* Aim *
Each entry has to be copied exactly, with nothing missed.

------------------------------------

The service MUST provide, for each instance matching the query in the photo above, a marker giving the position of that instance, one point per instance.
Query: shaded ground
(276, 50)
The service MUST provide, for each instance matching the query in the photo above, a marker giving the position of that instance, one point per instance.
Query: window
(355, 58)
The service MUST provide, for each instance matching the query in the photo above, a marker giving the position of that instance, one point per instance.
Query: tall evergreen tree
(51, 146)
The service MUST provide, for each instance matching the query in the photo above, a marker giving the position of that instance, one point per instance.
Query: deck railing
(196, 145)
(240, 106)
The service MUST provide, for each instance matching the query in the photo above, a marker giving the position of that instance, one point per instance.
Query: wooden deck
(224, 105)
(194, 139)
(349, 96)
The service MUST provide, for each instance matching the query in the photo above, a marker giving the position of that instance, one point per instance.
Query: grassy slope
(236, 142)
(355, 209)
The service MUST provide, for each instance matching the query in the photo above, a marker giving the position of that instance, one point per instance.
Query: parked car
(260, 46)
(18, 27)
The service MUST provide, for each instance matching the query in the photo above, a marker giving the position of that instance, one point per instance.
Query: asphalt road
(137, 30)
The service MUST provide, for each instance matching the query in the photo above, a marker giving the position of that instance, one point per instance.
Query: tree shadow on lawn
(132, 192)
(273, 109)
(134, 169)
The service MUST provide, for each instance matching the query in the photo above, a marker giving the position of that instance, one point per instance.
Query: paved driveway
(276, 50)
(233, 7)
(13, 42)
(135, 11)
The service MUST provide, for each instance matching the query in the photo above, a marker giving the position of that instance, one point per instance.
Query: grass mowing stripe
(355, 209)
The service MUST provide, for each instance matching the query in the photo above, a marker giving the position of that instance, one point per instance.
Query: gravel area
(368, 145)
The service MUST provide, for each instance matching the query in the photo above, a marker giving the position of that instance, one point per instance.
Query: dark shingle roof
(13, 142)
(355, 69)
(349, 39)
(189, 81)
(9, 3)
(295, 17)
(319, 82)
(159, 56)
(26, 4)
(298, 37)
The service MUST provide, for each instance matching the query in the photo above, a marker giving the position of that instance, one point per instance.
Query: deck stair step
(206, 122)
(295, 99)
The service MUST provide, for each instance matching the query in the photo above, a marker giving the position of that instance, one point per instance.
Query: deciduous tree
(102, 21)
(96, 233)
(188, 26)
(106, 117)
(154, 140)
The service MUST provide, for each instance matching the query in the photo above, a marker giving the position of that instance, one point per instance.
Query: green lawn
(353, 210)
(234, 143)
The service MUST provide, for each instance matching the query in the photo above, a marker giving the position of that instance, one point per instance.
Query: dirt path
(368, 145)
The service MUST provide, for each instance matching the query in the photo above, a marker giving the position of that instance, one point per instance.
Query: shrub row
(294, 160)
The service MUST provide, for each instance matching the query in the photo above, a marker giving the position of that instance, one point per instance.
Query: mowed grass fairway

------------------------------------

* Reply to the exercise *
The service MUST provide, for each instance matching the query in the photo above, a marker giving the position of that instance, one point per instance.
Query: shaded ground
(276, 50)
The service MUST provide, for each instance matching the query in the photo above, a marker giving the position of that instance, one point per instance.
Query: window
(355, 58)
The service MUST provide, for each instance matching the query in the photo above, a marker giving the position of that instance, one point per instance.
Query: tall evergreen tree
(51, 146)
The service MUST provide, for each instance matching the query in the photo above, a marker giving the position of that instance, one point per instance.
Query: deck railing
(196, 145)
(240, 106)
The service MUST provide, for each instance matching the query in the photo above, a marker giving the position of that instance, one point per instance.
Query: wooden deck
(224, 105)
(194, 139)
(349, 96)
The service MUST provide, for each instance matching the query in the photo above, a marker giving the position of that instance, one point per instance.
Query: grassy slope
(236, 142)
(355, 209)
The service MUST provide, for each instance matching the query in the photo above, a marker giving the position of that instance, one point per instance.
Query: parked car
(260, 46)
(18, 27)
The service MUST provide, for each instance matching the query in the photo above, a marker giving the position of that instance, one point per instance.
Query: asphalt road
(137, 30)
The service MUST provide, for each instance matching the query in the photo above, a marker giving the position of that instance, one point per instance.
Query: tree shadow on lawn
(132, 192)
(273, 109)
(134, 169)
The service MUST provide, for each instance matching the query in the photo above, a marker giving the position of that instance, one point per instance.
Query: paved driveway
(276, 50)
(233, 7)
(13, 42)
(135, 11)
The service MUST provide, for each instance matching the query in the photo above, a marker giving the position of that instance, one point per instance.
Query: grass mowing stripe
(355, 209)
The service MUST provide, for each instance matching the query in the photo above, a marker giving the position of that instance, one point per instance.
Query: gravel area
(368, 145)
The service MUST provide, for each instance matching the query in the photo above, a marker giving the position of that instance, one point per instance.
Query: dark shingle roof
(13, 142)
(355, 69)
(349, 39)
(189, 81)
(9, 3)
(295, 17)
(319, 82)
(159, 56)
(26, 4)
(298, 37)
The service MUST provide, for each instance matching the query in the photo above, a marker giving the position of that instance, one point per instance.
Query: deck stair step
(206, 122)
(295, 99)
The service MUST provide, for each instance matching the query in the photo above, a marker giving the position of that instance, one point per instance.
Query: deciduous tree
(102, 21)
(96, 233)
(188, 26)
(106, 117)
(154, 140)
The service MUST provide, for each instance matching the query in the photo above, a marker giving the position of that instance, one point per instance.
Query: green lawn
(353, 210)
(234, 143)
The service MUST provide, for each instance matching the query in the photo above, a marker giving the position of that instance, one point per instance.
Query: dirt path
(368, 145)
The service MUST provide, for each instance matching the query in the photo above, a marker giving the position of that instance, one point per instance.
Query: shrub row
(294, 160)
The service MUST provide, for each instance matching the query in the photo above, a marker giving the position of that instance, one point per instance.
Query: mowed grass fairway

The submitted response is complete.